## WRITTEN TASK
Count the lines in the listing below that contain the word "wooden", treating uppercase and lowercase letters as different. Reply with the number alone.

## SUPPLIED DATA
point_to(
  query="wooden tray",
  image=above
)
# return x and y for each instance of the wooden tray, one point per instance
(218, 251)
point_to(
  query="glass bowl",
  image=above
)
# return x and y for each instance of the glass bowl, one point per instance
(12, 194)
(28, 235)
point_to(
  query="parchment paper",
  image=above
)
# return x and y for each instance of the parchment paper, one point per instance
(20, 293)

...

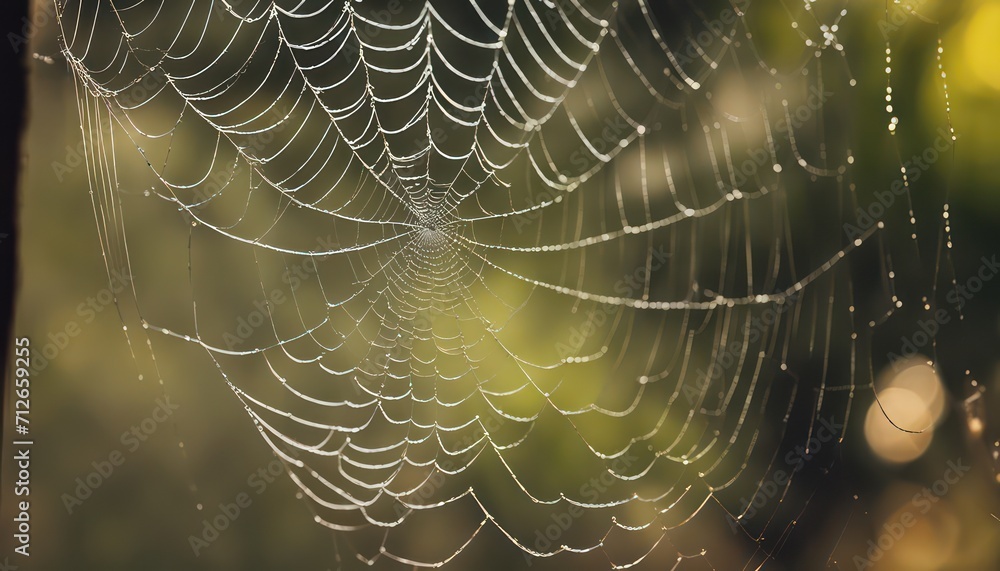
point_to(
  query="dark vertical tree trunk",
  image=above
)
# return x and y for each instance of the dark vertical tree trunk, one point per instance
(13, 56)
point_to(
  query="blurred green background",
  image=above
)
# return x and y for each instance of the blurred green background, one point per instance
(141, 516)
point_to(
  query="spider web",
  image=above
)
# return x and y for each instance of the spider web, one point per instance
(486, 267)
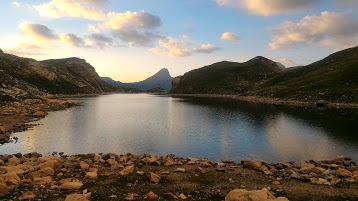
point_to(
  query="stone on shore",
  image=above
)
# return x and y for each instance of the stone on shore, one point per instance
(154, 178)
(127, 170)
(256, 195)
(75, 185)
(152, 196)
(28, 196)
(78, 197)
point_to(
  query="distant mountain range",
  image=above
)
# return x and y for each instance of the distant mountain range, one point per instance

---

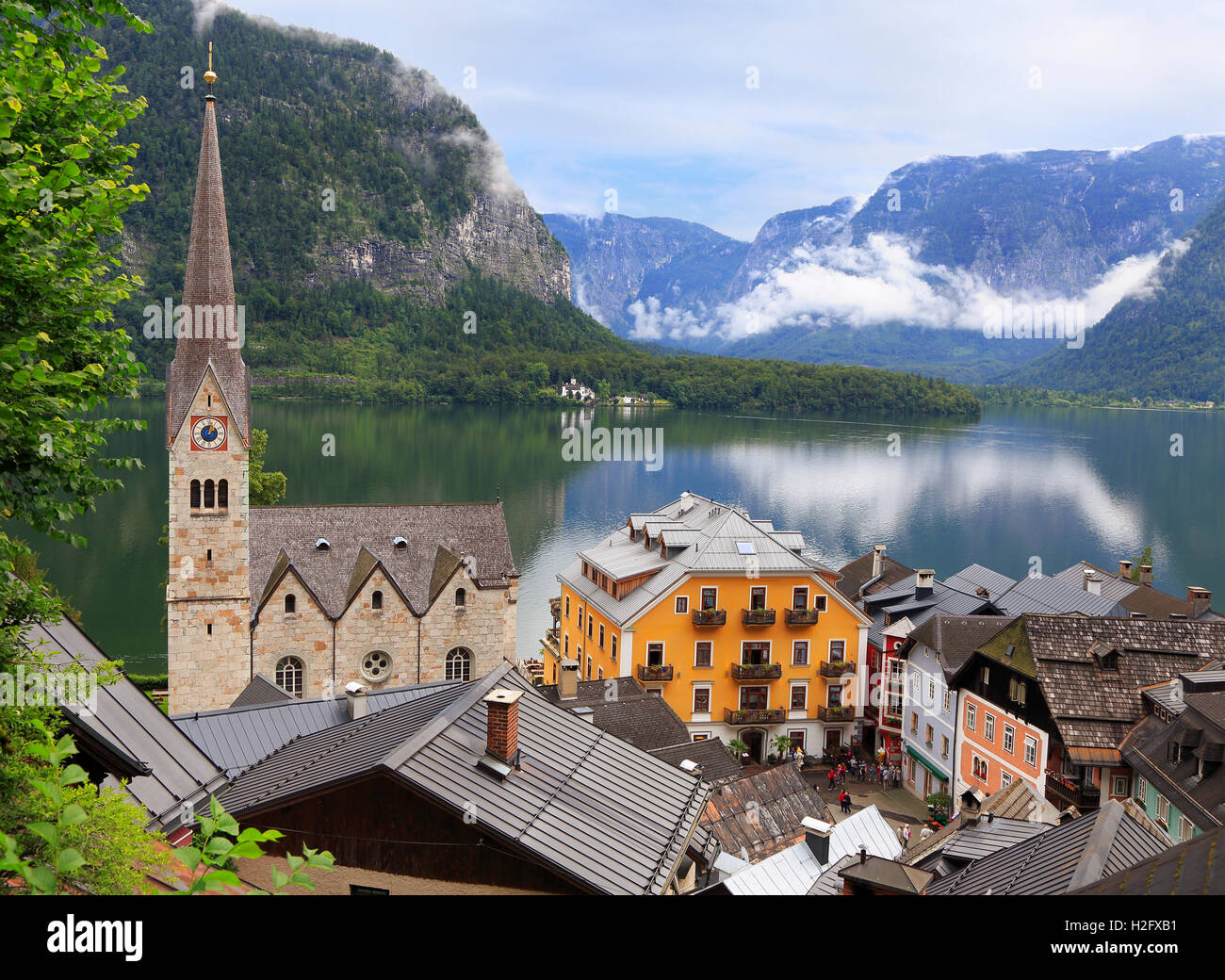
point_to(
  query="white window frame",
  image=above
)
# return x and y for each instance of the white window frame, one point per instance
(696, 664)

## THE ANSWER
2